Top of Page text
Mini Timmaraju, the head of NARAL Pro-Choice America said: “If you’re going to put a resolution out on violence against churches and fake pregnancy centers, why are we not also addressing violence against abortion providers and violence in general?”

The second measure is called the Born-Alive Abortion Survivors Protection Act and requires doctors to care for infants who survive an abortion. Opponents of the measure point out that such a scenario is exceedingly rare and that doctors are already required to do what the bill requires. The new measure adds new penalties for doctors.

The first of these measures is not a law; the second will not pass the Senate. Still, both are much less extreme than what Republicans planned to offer when they expected the 2022 elections to go their way. 

A week ago, Bloomberg’s editors blamed the Republican Party’s dysfunction on the fact that the party has ignored public policy. “After a campaign in which culture-war issues took the place of an actual governing agenda—and in which the GOP nominated numerous on-message candidates who were clearly unfit for office—House Republicans have found themselves in power without a plan,” they wrote. 

Washington Post columnist Jennifer Rubin today called out the elephant in the room when she wrote that “there are no moderate House Republicans.” The positions of the extremist Republicans in the fight over House speaker often made people talk of the rest of the party as “moderate,” but in fact, as Rubin points out, they all supported Kevin McCarthy (R-CA) for speaker, and McCarthy is an election denier. They also voted for the extremist rules package that threatens to bring the country to the unthinkable: a financial default.

Rubin pointed out that with the House as closely divided as it is, a few of these so-called moderates could defeat the radicals and force the party closer to the mainstream. So far, though, they have shown no inclination to do so. 

But there has been a sign that a new crop of Republicans might someday demand the party clean itself up (which doesn’t sound like much, but a fight against corruption was what launched Theodore Roosevelt’s political career in 1884). Today, four new Republican representatives from New York called on Representative George Santos (R-NY) to resign. During his campaign, Santos lied about his education, work experience,  and also apparently about his finances, which could involve him in legal trouble.
Bottom of Page text
Top of Source information
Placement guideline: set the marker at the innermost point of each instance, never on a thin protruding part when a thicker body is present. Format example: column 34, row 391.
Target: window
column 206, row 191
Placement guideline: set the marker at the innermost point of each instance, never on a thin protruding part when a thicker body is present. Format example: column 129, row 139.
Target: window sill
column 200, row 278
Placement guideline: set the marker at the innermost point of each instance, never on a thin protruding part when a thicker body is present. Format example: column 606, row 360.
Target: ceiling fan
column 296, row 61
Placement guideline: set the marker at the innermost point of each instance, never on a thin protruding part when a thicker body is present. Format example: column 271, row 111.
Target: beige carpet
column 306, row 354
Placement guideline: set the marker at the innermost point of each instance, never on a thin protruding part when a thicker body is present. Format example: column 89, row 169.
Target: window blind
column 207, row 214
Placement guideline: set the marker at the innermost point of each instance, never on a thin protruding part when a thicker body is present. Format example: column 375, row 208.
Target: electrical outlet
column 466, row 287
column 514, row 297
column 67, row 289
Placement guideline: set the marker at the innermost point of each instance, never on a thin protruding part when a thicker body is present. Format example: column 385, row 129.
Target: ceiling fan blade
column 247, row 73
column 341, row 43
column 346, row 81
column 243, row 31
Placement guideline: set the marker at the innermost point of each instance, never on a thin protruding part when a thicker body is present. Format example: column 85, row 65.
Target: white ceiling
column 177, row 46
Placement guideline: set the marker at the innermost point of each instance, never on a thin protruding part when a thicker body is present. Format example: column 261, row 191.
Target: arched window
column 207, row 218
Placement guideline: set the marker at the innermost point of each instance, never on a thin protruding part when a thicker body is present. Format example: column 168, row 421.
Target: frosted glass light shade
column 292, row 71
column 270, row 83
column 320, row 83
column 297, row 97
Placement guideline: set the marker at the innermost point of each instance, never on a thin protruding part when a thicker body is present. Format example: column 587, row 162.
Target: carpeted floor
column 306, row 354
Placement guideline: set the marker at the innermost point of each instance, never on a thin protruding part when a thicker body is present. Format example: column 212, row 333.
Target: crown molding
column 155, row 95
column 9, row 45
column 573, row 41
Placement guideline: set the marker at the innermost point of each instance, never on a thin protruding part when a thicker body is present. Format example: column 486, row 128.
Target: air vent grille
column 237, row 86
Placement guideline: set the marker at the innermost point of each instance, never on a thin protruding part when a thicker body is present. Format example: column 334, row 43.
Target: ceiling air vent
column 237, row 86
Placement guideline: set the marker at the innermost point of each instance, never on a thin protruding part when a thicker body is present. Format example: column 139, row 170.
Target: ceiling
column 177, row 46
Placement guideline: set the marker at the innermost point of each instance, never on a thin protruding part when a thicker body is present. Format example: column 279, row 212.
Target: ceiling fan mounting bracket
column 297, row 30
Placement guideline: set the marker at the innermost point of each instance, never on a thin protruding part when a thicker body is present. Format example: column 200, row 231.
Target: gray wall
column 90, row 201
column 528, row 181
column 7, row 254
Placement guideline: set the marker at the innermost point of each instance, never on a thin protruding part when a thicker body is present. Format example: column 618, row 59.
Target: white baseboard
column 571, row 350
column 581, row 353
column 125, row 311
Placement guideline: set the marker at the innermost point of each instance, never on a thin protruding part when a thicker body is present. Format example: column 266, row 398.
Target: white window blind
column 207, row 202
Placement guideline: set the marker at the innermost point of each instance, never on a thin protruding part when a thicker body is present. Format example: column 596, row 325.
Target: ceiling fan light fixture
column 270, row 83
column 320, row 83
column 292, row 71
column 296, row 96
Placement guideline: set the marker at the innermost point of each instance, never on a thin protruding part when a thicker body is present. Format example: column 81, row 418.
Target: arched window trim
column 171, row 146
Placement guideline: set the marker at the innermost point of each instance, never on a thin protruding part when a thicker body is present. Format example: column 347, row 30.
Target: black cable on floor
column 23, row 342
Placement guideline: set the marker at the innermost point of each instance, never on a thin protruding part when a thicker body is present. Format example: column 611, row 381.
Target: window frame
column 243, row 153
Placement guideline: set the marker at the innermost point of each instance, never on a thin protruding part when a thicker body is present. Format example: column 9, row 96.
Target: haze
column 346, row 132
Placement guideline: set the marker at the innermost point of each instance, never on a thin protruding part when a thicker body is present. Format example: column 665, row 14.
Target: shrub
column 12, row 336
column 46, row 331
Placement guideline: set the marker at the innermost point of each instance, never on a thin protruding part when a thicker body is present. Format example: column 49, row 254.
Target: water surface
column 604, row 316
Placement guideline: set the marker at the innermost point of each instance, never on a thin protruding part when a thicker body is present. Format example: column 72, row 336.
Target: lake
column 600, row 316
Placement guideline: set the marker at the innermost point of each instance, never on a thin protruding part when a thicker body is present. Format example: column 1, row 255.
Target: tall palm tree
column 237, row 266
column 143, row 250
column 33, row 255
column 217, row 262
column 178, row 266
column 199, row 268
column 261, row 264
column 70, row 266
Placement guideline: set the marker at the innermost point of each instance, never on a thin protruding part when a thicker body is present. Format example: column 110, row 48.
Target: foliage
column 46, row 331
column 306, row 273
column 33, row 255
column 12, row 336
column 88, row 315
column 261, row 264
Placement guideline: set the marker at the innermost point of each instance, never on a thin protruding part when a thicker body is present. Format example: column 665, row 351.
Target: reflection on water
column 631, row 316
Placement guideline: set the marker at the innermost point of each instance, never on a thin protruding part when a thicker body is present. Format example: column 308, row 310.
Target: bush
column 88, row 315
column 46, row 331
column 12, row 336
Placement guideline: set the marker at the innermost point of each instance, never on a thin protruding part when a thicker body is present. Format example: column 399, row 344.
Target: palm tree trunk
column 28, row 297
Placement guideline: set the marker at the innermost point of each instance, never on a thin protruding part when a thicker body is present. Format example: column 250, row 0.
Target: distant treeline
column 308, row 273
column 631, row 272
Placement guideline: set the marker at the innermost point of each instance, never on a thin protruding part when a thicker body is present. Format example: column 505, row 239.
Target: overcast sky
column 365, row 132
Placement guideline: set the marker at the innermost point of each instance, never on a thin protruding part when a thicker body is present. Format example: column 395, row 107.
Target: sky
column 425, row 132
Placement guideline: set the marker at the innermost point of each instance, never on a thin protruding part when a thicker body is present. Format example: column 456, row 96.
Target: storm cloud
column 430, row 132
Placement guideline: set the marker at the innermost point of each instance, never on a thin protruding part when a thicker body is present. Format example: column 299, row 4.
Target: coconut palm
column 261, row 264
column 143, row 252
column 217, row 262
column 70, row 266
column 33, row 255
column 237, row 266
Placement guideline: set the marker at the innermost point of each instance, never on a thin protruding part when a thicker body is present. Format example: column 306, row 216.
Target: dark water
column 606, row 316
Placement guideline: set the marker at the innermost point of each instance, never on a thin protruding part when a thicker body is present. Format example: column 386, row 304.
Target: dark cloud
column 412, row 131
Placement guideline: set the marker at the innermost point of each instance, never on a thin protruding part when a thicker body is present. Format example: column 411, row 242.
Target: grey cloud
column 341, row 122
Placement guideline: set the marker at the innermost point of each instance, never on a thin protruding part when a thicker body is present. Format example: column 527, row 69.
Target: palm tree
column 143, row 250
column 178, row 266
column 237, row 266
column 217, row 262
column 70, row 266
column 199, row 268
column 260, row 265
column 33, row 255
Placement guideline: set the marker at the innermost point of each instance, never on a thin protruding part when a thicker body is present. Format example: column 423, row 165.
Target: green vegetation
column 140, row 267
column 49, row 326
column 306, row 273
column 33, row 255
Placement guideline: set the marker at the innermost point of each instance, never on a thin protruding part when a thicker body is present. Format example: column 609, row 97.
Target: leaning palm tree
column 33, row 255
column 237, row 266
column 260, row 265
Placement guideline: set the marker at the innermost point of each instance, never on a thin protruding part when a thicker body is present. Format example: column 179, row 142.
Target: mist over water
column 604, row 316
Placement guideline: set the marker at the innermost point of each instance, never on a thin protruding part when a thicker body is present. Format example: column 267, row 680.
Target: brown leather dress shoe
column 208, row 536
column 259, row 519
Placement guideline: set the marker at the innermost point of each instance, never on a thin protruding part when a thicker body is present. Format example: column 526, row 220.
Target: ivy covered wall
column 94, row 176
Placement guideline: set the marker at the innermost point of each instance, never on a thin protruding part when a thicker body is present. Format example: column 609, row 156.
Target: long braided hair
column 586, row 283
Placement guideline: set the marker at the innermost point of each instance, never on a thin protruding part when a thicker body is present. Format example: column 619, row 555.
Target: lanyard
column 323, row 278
Bottom of Source information
Copy out the stretch of the passage on House Republicans from "Rubin pointed out" through "in legal trouble.", changing "moderates" to "centrists".

Rubin pointed out that with the House as closely divided as it is, a few of these so-called centrists could defeat the radicals and force the party closer to the mainstream. So far, though, they have shown no inclination to do so. 

But there has been a sign that a new crop of Republicans might someday demand the party clean itself up (which doesn’t sound like much, but a fight against corruption was what launched Theodore Roosevelt’s political career in 1884). Today, four new Republican representatives from New York called on Representative George Santos (R-NY) to resign. During his campaign, Santos lied about his education, work experience,  and also apparently about his finances, which could involve him in legal trouble.